Zadania do wykonania:
**A.** Zaktualizuj tekst o wjeździe na Ukrainę od słów „29 sierpnia rząd” aż po słowa „na obecność koronawirusa.”, wstawiając „10-dniowej” w miejsce „14-dniowej”.
**B.** Od którego dnia obcokrajowcy znów mogą wjeżdżać na Ukrainę według tekstu o wjeździe na Ukrainę?
**C.** Streść tekst o wjeździe na Ukrainę w dwóch zdaniach.

Fragment dokumentu:
..............................

29 sierpnia rząd Ukrainy zdecydował się wprowadzić trwające 30 dni zamknięcie granic dla obcokrajowców. Doszło do niego w zaledwie dwa miesiące po tym, jak otwarto je po początkowym lockdownie, które na początku pandemii wprowadziła większość państw w Europie i Azji. Decyzja ta była podyktowana nagłym wzrostem zachorowań w okresie letnim. Jak podaje branżowy serwis traveloffpath.com, od 28 września obcokrajowcy znów mogą wjeżdżać na Ukrainę.
Obcokrajowcy przyjeżdżający za naszą wschodnią granicę są podzieleni na dwie grupy w zależności od sytuacji epidemicznej na terenie kraju, z którego przybywają. Osoby z zielonej strefy mogą przebywać na Ukrainie bez żadnych ograniczeń. W przypadku osób z krajów z czerwonej strefy niezbędne jest przejście 14-dniowej kwarantanny z możliwością jej wcześniejszego zakończenia w przypadku negatywnego wyniku testu na obecność koronawirusa.

..............................

Zapisane wpisy:
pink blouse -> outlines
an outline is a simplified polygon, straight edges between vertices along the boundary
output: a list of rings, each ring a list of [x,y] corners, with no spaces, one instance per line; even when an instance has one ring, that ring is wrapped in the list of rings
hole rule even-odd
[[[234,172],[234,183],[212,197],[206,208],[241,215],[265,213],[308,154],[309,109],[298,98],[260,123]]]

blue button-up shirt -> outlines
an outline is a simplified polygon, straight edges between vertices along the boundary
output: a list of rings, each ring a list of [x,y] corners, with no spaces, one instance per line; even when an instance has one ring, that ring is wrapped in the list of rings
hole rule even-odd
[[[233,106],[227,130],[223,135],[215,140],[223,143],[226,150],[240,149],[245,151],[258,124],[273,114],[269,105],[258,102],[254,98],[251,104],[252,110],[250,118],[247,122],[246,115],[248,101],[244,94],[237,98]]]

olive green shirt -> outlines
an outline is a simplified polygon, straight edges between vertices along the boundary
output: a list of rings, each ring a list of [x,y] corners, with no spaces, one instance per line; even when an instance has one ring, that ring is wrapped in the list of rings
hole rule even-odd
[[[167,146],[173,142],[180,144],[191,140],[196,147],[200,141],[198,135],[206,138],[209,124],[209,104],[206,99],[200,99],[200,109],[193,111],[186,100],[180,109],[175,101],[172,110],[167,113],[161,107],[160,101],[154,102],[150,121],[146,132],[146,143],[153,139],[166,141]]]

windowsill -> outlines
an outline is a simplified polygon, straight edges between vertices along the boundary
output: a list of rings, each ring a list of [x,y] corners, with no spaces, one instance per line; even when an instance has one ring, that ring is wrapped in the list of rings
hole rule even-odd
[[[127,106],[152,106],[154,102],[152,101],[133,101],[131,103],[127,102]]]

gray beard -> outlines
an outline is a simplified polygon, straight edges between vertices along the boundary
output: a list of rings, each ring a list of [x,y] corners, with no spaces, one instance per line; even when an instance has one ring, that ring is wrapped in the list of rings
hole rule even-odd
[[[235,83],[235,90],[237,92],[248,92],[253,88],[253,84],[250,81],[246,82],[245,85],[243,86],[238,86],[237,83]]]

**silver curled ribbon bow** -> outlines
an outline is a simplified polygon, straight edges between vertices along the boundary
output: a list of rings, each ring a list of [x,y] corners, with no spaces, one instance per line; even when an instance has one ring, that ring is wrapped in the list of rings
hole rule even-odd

..............................

Rozwiązania zadań:
**A.**
29 sierpnia rząd Ukrainy zdecydował się wprowadzić trwające 30 dni zamknięcie granic dla obcokrajowców. Doszło do niego w zaledwie dwa miesiące po tym, jak otwarto je po początkowym lockdownie, które na początku pandemii wprowadziła większość państw w Europie i Azji. Decyzja ta była podyktowana nagłym wzrostem zachorowań w okresie letnim. Jak podaje branżowy serwis traveloffpath.com, od 28 września obcokrajowcy znów mogą wjeżdżać na Ukrainę.
Obcokrajowcy przyjeżdżający za naszą wschodnią granicę są podzieleni na dwie grupy w zależności od sytuacji epidemicznej na terenie kraju, z którego przybywają. Osoby z zielonej strefy mogą przebywać na Ukrainie bez żadnych ograniczeń. W przypadku osób z krajów z czerwonej strefy niezbędne jest przejście 10-dniowej kwarantanny z możliwością jej wcześniejszego zakończenia w przypadku negatywnego wyniku testu na obecność koronawirusa.

**B.** Od 28 września.

**C.** 29 sierpnia rząd Ukrainy postanowił zamknąć granice dla obcokrajowców na 30 dni z powodu nagłego wzrostu zachorowań latem, a od 28 września obcokrajowcy znów mogą wjeżdżać do tego kraju. Osoby z zielonej strefy mogą przebywać na Ukrainie bez ograniczeń, natomiast przybysze z czerwonej strefy muszą odbyć 14-dniową kwarantannę, którą można zakończyć wcześniej po negatywnym wyniku testu na koronawirusa.